# Tasks to complete
A. In the Sorian AI testing notes, rewrite the part that opens with the words containing "My favourite point" and closes with "at +2/+3 speed).", putting "middle" in place of "center-most".
B. According to the Sorian AI testing notes, why is the unit size set to 1000 for the test matches?
C. Continue the Sorian AI testing notes from the point where they stop.

>> start Page excerpt

My favourite point of reference for AI performance is Setons Clutch, on a mirror (1 AI vs 1 AI) match, placing both AIs at the center-most spots (since it's the only spot with enough room for the mainbase without causing glitches i.e. trying to build in inaccessible location, refusing to build anything in the main base, building t3 artillery/nuker in an absurd place at the frontline etc.). Unit size set to 1000 (given AI's compulsive obessession of spamming t1 units, t1 pgens, fortifications in odd places, energy/mass storages and in general filling lower unit limits than 1000 with useless units/buildings cripping it's ability to function in late game), speed to +4 for the sake of saving time (I can have both AIs reach 1000 units and still hover at +2/+3 speed).

What I've been able to conclude testing other Sorian AI types on that map:

a) balanced AI

- this is basically a "common-sensical" turtle template, it has good naval priority without overdoing it (it knows when it's losing the naval fight), enough land units to make a punch into enemy in mid-game and enough air units to assassinate seraphim experimental bomber even when losing air superiority
- main differences to turtle is that it can recuperate quickly after losing main base thanks to the steady stream of land units and not giving up air superiority
- it's late-game logic still centers around nukes (1st) and tech3 artillery (2nd), except the transition to tech3 is smoother and more logical - it will delay transitioning to tech3 if it's about to lose it's economic ability (outer mexes, map control) - hence it will not compromise it's ability to turtle effectively by turtling pre-maturely without necessary resources to do so

b) air AI

- if left alone, it will transition to tech3 shortly after a dedicated turtle, and in late game it will only offer air superiority because there is no place for t1 bombers, t3 bombers are used in inefficient manner and t2 combined fighters/bombers primarily function as glorified t1 fighters
- it's actual game logic is early-mid game "t1 bomber rush", with a sharp decline towards turtling (tech 2 & 3 shield gens, tech 3 pgens, game enders)
- not the best turtle (doesn't tech as fast as turtle, is more vulnerable than turtle to direct land rush), not the best rusher (it puts some pressure, enough to warrant stalling balanced/rush AI in it's tech3 development, but not enough to wrest map control from them), it's generally mediocre and most-useful if you ally 2,3 or 4 AI together and this one sits in the back

c) rush AI

- with stock Sorian AI, this AI is incompetent with default AI expansion bases settings (5 land ones, 4 naval) and no longer a clear-cut winner on maps bigger than 10x10
- last to reach tech3 (it will often stall forever), last to make a naval factory (usually when it will lose it shortly after due to enemy naval presence)

>> end Page excerpt
>> start Rows

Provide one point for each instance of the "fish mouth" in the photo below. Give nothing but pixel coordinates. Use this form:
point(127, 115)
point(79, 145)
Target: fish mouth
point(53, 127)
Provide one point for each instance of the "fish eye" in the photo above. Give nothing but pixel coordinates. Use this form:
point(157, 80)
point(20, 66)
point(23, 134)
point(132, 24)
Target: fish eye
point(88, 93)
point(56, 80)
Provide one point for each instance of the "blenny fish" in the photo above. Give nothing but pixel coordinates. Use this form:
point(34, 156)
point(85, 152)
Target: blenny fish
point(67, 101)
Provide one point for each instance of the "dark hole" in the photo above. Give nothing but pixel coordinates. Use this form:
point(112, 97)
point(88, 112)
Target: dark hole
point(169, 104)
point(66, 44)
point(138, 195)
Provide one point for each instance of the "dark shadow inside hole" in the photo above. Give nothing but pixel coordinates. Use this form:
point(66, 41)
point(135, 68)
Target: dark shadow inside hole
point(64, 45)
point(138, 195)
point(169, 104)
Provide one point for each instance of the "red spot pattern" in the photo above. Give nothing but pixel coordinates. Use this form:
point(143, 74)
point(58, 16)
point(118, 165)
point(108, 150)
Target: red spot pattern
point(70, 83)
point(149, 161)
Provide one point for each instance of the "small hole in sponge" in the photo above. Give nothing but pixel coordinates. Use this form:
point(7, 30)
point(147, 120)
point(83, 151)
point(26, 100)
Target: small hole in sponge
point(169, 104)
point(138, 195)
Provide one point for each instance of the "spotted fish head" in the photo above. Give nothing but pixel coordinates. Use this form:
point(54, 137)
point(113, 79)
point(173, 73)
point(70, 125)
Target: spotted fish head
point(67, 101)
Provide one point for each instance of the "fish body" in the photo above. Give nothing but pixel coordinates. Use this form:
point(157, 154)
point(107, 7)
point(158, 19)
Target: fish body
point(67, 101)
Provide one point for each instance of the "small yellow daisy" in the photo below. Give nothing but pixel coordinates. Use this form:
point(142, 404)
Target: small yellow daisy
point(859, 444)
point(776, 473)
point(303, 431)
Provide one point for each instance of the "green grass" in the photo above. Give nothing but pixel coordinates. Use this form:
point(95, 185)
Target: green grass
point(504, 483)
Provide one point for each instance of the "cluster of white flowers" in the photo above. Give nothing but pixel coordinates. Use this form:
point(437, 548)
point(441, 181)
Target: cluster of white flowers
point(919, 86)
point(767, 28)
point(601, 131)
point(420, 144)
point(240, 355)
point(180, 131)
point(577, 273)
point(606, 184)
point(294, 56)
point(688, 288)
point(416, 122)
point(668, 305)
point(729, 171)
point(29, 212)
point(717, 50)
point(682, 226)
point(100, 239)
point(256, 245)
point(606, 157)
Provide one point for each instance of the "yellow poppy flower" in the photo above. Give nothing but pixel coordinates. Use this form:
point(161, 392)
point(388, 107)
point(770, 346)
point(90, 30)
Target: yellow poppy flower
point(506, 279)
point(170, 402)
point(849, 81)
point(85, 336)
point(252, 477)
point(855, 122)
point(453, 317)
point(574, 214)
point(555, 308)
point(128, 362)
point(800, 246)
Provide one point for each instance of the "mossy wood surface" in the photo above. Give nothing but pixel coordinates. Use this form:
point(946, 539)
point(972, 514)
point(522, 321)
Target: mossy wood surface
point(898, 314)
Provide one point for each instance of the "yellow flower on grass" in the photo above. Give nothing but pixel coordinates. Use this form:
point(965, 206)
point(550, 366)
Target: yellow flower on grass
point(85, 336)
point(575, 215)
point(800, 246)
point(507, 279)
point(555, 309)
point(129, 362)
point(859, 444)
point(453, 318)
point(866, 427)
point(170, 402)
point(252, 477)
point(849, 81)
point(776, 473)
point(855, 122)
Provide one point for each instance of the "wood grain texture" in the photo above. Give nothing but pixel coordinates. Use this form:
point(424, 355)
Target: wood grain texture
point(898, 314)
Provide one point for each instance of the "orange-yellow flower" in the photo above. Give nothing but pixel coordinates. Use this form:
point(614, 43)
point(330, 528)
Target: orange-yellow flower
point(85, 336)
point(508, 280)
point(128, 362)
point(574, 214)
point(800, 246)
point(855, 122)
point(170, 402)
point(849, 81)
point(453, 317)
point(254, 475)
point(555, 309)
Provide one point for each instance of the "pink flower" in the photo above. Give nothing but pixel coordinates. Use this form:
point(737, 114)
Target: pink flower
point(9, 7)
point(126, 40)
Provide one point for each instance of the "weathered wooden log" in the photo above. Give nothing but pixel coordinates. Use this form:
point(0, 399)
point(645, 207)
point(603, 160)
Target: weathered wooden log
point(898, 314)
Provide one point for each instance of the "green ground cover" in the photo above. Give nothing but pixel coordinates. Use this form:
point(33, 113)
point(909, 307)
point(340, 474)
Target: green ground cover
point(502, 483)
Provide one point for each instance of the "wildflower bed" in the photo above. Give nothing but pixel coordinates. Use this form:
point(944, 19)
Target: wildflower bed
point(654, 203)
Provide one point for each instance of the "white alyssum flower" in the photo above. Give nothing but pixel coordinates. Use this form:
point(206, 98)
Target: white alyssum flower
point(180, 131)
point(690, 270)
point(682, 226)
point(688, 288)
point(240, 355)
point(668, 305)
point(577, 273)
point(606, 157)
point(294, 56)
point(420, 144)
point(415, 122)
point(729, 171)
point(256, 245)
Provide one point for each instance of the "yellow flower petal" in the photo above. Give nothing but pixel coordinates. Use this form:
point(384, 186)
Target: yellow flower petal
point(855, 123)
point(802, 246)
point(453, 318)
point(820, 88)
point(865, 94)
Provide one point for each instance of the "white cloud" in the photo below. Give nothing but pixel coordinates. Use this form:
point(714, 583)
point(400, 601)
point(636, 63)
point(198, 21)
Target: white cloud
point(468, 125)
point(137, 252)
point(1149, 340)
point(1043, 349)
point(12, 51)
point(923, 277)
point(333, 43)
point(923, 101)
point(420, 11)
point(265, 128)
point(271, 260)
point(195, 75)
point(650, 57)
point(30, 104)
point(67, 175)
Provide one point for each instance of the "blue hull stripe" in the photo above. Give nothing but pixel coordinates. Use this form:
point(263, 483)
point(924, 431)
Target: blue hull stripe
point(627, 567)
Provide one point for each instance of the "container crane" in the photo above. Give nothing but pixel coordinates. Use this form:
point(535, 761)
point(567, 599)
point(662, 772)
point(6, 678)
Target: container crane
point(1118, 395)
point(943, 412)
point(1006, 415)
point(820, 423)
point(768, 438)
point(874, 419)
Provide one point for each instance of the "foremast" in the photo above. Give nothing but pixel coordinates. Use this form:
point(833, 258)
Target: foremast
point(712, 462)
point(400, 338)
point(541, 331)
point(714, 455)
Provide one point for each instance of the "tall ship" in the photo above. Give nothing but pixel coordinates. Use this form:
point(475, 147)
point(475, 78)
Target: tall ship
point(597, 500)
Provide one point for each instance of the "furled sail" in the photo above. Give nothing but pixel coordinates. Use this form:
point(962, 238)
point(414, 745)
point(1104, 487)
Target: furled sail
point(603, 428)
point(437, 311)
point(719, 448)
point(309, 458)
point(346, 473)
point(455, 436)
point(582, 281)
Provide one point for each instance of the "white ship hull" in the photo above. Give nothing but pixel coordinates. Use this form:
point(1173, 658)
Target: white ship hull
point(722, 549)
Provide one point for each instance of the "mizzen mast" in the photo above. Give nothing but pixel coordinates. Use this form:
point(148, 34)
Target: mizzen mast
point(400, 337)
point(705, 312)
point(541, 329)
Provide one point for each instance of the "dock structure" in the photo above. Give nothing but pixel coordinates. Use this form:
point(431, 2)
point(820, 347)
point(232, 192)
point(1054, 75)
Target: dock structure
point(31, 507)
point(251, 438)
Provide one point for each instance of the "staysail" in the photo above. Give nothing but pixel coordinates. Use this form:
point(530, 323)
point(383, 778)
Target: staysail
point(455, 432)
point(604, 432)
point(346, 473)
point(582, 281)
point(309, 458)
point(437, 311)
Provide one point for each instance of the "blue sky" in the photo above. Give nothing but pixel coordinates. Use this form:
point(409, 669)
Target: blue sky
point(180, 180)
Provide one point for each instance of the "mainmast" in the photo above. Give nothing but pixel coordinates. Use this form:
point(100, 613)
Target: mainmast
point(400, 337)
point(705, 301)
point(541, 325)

>> end Rows

# Responses per task
A.
My favourite point of reference for AI performance is Setons Clutch, on a mirror (1 AI vs 1 AI) match, placing both AIs at the middle spots (since it's the only spot with enough room for the mainbase without causing glitches i.e. trying to build in inaccessible location, refusing to build anything in the main base, building t3 artillery/nuker in an absurd place at the frontline etc.). Unit size set to 1000 (given AI's compulsive obessession of spamming t1 units, t1 pgens, fortifications in odd places, energy/mass storages and in general filling lower unit limits than 1000 with useless units/buildings cripping it's ability to function in late game), speed to +4 for the sake of saving time (I can have both AIs reach 1000 units and still hover at +2/+3 speed).

B. The AI compulsively spams t1 units, t1 pgens, fortifications in odd places, and energy/mass storages. With a unit limit lower than 1000, it fills that limit with useless units and buildings, which cripples its ability to function in the late game.

C.
- late transition to tech3 and dedicated economy-building, coupled up with highest priority not just for producing land factories, but any factories at all further minimises the air & naval presence of this AI, usually abandoning the water theather alltogether (on some maps without significance, in others critical) and losing ability to counter Seraphim experimental bombers in late game
- late teching also means this AI's main base will get pounded by tech3 artillery to the ground, or even nuked before it's ready to repel it
- it has a separate logic for tech1/tech2 land spam and combined tech2/3 late-game assault formations, because of this tech1/2 land spam will get stuck outside land factories and on the way to enemy base, infinitely waiting for more reinforcements before moving out and attacking (the way this works is that AI scouts for other AI/player's strength, once it obtains information it decides that it's able to produce X t1/2 land spam units total from Y bases - the more expansion bases it has, the more it will have to produce before moving out - in turn it will keep producing mostly-immobile troops that could be used to win the game before they're automatically destroyed due to hitting the unit limit)
- problem described above is also present with balanced AI (to a lesser extent)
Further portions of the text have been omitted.